_Source text:_
★ ★ ★
"Today is a very special day, a wonderful day in the history of Chicago's visitor industry," said Bruce Rauner, Chicago Convention and Tourism Bureau.
It's special because a key medical technology trade show whose complaints about high operating costs at McCormick Place sparked rule and labor changes has decided to come back to the city.
"Eight to 10 billion dollars a year in our economy comes from this convention business," said David Mosena, chairman of the interim MPEA board.
The Healthcare Information and Management Systems Society plans to return its annual meetings to Chicago in 2015 and 2019.
The head of the group says state-mandated reforms that cut electrical and food service costs at the convention center mean at least a 25-percent costs saving overall.
"Some significant rules have been made several years ago which allowed small exhibitors to bring things that they could carry," said Stephen Lieber, HIMMS CEO and president. "That's been expanded to allow other to bring equipment onto the floor by themselves without having to use McCormick staff."
The HIMMS show attracts roughly 30,000 attendees from around the world and could possibly generate more than $33 million in spending during its convention.
This is the first show to recommit to Chicago after previously leaving in 2009.
"Because we have a global recession, things have to change," said Mayor Richard M. Daley. "Our competition is coming from other cities, coming from around the world."
Citing high costs, the HIMMS organizers then opted to move their annual meeting to Las Vegas for 2012. Soon after, the triennial plastics industry trade show, which had held its conventions in Chicago since 1971, pulled out as well, prompting the new state law, known as McPier Reform. It began last summer and forced a revamping of convention center operations.
McPier trustee Jim Reilly says the city is in talks to get the plastics show to return.
"Hopefully that will result in them coming back, but we aren't there yet," said Reilly.
Tourism officials say, with new rules in place, over the last few months, more than a dozen shows have signed with Chicago, despite a federal lawsuit filed by the Chicago Regional Council of Carpenters which looks to stop the work rule changes at McCormick Place.
★ ★ ★
_Task set:_
1. According to the article, in which years does the Healthcare Information and Management Systems Society plan to bring its annual meetings back to Chicago?
2. Please copy the article word for word, from "The head of" up to and including "leaving in 2009.".
★ ★ ★
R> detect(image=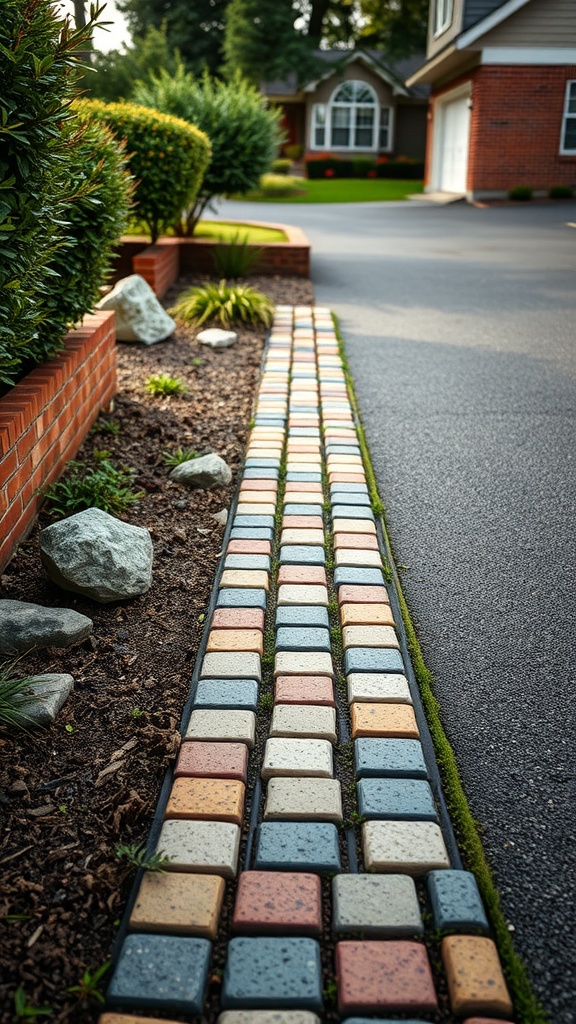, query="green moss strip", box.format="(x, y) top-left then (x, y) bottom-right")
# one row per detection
(332, 314), (547, 1024)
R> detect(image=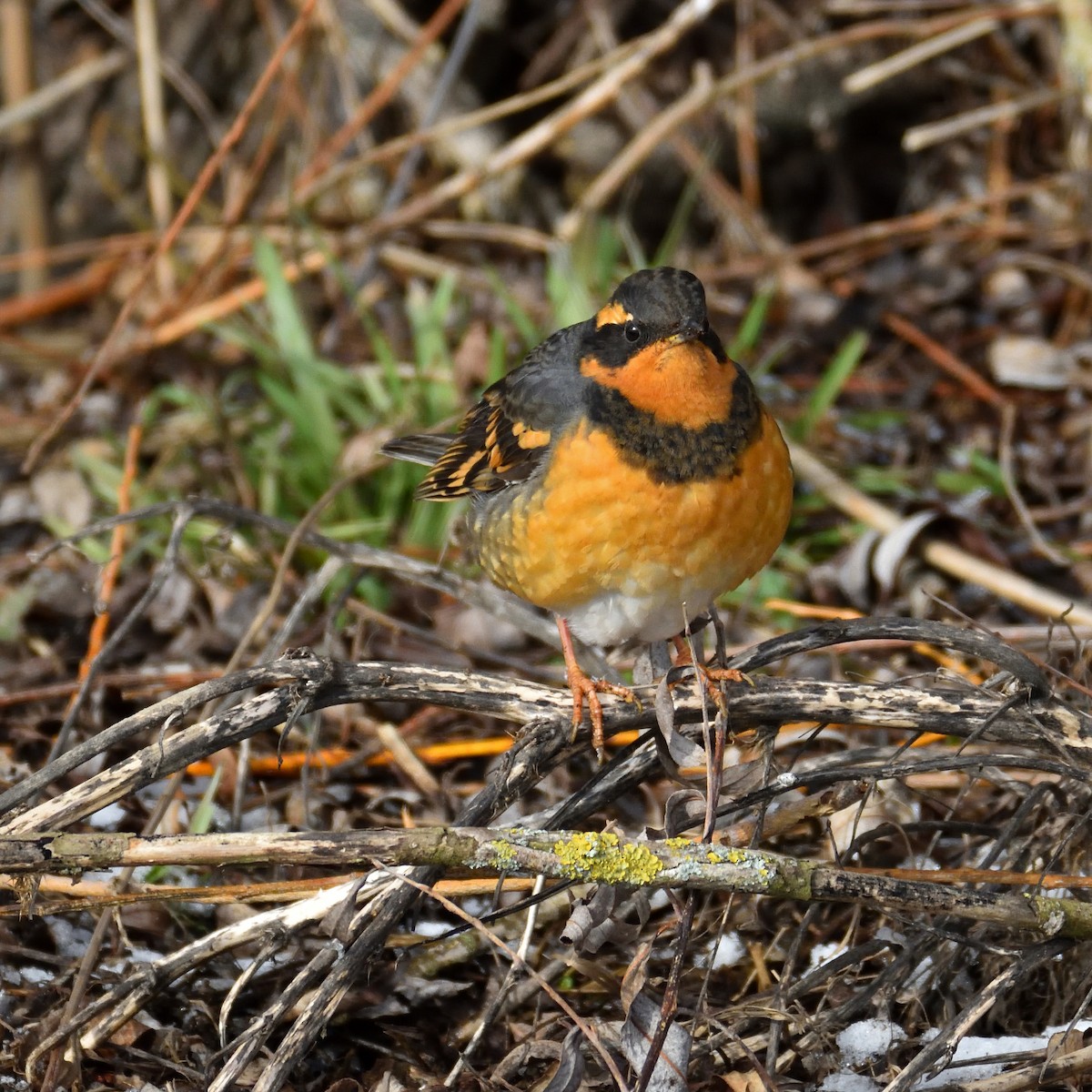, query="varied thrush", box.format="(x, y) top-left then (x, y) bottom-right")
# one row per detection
(383, 268), (793, 755)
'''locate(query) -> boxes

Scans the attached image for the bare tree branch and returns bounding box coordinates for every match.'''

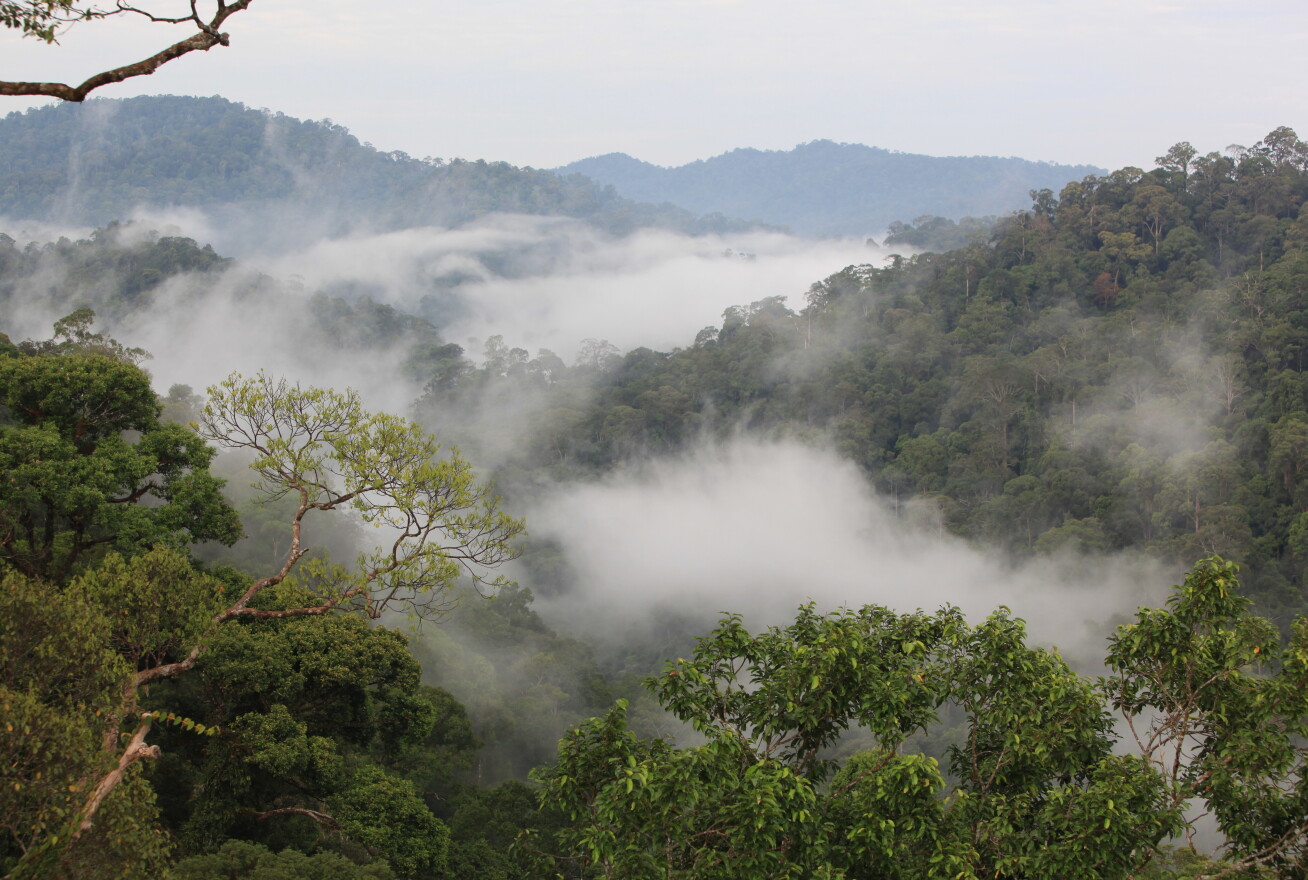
[0,0,252,102]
★ ★ ★
_Solved tasks:_
1. 2015 and 2019

2.
The head of the group says state-mandated reforms that cut electrical and food service costs at the convention center mean at least a 25-percent costs saving overall.
"Some significant rules have been made several years ago which allowed small exhibitors to bring things that they could carry," said Stephen Lieber, HIMMS CEO and president. "That's been expanded to allow other to bring equipment onto the floor by themselves without having to use McCormick staff."
The HIMMS show attracts roughly 30,000 attendees from around the world and could possibly generate more than $33 million in spending during its convention.
This is the first show to recommit to Chicago after previously leaving in 2009.